::: Record excerpts

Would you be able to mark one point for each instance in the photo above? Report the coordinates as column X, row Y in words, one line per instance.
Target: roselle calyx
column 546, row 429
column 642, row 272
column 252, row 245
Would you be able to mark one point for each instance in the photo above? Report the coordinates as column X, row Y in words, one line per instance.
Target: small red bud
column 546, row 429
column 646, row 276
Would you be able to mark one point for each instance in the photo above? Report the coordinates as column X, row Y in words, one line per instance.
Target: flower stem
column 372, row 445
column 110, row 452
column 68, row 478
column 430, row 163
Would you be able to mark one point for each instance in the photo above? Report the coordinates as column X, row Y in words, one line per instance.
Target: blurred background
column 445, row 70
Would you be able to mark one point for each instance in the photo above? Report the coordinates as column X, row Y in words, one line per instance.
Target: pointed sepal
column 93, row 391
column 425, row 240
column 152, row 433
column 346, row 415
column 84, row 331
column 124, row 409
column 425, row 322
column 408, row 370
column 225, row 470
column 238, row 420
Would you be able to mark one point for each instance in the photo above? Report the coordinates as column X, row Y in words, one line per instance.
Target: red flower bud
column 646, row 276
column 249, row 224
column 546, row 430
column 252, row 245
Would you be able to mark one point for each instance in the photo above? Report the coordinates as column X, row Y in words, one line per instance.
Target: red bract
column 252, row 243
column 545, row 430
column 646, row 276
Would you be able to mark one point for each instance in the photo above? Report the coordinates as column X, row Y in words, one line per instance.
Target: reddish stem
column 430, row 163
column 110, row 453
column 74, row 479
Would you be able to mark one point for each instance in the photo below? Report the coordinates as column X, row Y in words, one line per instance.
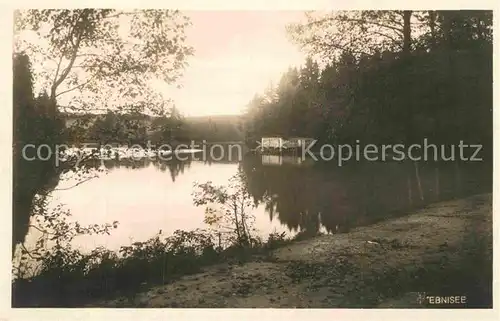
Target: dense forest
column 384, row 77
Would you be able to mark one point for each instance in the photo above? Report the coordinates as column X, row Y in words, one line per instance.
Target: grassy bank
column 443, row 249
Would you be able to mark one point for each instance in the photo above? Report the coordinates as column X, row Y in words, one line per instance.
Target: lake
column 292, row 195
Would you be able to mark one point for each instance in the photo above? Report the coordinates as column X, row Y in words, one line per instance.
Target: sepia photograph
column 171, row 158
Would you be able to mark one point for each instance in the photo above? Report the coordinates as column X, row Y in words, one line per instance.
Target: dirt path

::::::

# [Directions]
Repeat the material above exactly; pictures do not belong in the copy.

# [Exercise answer]
Would you be able to mark one point for each instance in the photo above? Report the coordinates as column X, row Y in words, one line per instance.
Target: roselle calyx
column 546, row 429
column 642, row 272
column 252, row 245
Would you be able to mark one point for each instance in the photo above? Report the coordinates as column X, row Y in words, one line per instance.
Target: small red bud
column 546, row 429
column 646, row 276
Would you be able to mark one point for each instance in the photo above? Report the coordinates as column X, row Y in words, one line per instance.
Target: flower stem
column 372, row 445
column 110, row 452
column 68, row 478
column 430, row 163
Would you be able to mark one point for each instance in the photo above? Report the coordinates as column X, row Y in words, one line per instance.
Target: blurred background
column 445, row 70
Would you be able to mark one point for each instance in the photo above? Report the coordinates as column X, row Y in words, one line per instance.
Target: pointed sepal
column 93, row 391
column 425, row 240
column 152, row 433
column 346, row 415
column 84, row 331
column 124, row 409
column 425, row 322
column 408, row 370
column 225, row 470
column 238, row 420
Would you be able to mark one point for each instance in the photo above? Report the coordinates as column X, row Y in words, one line per instance.
Target: red flower bud
column 646, row 276
column 249, row 224
column 546, row 430
column 252, row 245
Would you be able to mark one point for each instance in the photo above? Report the coordinates as column X, row Y in words, one line per instance.
Target: red bract
column 252, row 243
column 545, row 430
column 646, row 276
Would you be able to mark one point for each instance in the photo above? Report the coordinates as column X, row Y in words, one line per instance.
Target: reddish stem
column 430, row 163
column 110, row 453
column 74, row 479
Would you be able to mark one point for each instance in the photo below? Report the coordinates as column X, row Y in words, one line per instance.
Target: dense forest
column 384, row 77
Would you be able to mark one point for each instance in the photo above? Report the coordinates as column X, row Y in words, one line per instance.
Target: grassy bank
column 443, row 249
Would you be able to mark one point for each instance in the photo above? Report the coordinates as column X, row Y in words, one line per instance.
Target: lake
column 292, row 195
Would you be able to mark one point for each instance in the photo above? Report the coordinates as column X, row Y in words, one line per instance.
Target: sepia photograph
column 171, row 158
Would you be able to mark one point for each instance in the photo above? Report the coordinates as column X, row Y in words, one line per instance.
Target: dirt path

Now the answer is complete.